Set exercise:
Rewrite all of the material below, swapping every "innermost point" for "most interior point" and keeping everything else the same.

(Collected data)
# # # #

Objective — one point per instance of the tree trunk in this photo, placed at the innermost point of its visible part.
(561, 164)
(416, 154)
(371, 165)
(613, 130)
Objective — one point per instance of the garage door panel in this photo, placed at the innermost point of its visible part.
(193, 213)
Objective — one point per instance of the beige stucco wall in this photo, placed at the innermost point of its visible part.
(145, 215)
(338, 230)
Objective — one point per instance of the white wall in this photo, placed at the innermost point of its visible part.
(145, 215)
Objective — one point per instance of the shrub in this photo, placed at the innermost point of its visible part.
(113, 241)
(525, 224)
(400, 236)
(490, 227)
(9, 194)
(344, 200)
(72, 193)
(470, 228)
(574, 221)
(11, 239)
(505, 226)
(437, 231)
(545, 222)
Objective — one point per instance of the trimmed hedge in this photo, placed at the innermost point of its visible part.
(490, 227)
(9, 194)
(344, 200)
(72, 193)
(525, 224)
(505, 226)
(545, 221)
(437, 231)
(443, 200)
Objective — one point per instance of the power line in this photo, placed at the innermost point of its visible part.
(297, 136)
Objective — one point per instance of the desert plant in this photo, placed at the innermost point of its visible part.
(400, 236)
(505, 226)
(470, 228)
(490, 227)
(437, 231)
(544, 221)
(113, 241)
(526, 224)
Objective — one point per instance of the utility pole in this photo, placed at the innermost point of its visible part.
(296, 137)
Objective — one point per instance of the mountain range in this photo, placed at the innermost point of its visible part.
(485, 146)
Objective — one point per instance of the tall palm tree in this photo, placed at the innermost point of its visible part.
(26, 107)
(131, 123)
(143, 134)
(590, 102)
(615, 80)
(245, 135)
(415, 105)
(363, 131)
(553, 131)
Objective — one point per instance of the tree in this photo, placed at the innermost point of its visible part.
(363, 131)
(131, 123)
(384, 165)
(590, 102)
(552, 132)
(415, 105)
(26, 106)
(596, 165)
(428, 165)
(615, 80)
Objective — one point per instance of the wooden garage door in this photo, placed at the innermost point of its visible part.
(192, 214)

# # # #

Answer for the task:
Objective — one point per instance of the tree trunk in this photo, placed at the most interior point of its visible part.
(561, 164)
(416, 154)
(371, 165)
(613, 130)
Objective — one point per instance of the garage door panel in this photo, placed at the most interior point of its visible part.
(193, 213)
Objective — one point per instance of the beige stucco wall in this photo, placed at the most interior point of its visible part.
(145, 215)
(338, 230)
Objective — one point per instance of the white wall in this photo, placed at the most interior point of its visible part.
(145, 215)
Objective — one point per instance of the shrub in this photo, placed at the most interior point of its visible part.
(113, 241)
(525, 224)
(400, 236)
(490, 227)
(9, 194)
(344, 200)
(72, 193)
(470, 228)
(574, 221)
(11, 239)
(505, 226)
(437, 231)
(545, 222)
Objective — one point per instance of the trimmed hedge in this photo, placed at the most interior point of its visible part.
(490, 227)
(9, 194)
(344, 200)
(72, 193)
(525, 224)
(505, 226)
(545, 221)
(437, 231)
(443, 200)
Objective — one point per instance of the power line in this photo, placed at the most interior point of its visible part.
(297, 136)
Objective — one point per instance of the desert plant in this photo, placed at the most interior point of its visible part.
(400, 236)
(505, 226)
(470, 228)
(490, 227)
(437, 231)
(544, 221)
(113, 241)
(526, 224)
Objective — one point per instance of the utility pole in this photo, placed at the most interior point of its visible part.
(296, 137)
Objective — one point per instance of the mountain range in this photo, placed at the most interior point of its visible part.
(485, 146)
Objective — one point per instance of the tall palm tree in this photo, placed at the most interior point of its visible part.
(26, 107)
(131, 123)
(143, 134)
(590, 102)
(615, 80)
(245, 135)
(415, 105)
(363, 131)
(553, 131)
Objective — one point per instance of the tree in this photo, placed at the most interior point of its visible part.
(363, 131)
(131, 123)
(384, 165)
(590, 102)
(552, 132)
(415, 105)
(26, 106)
(596, 165)
(428, 165)
(615, 80)
Objective — one point per instance of the wooden garage door in this photo, placed at the most interior point of its visible part.
(192, 214)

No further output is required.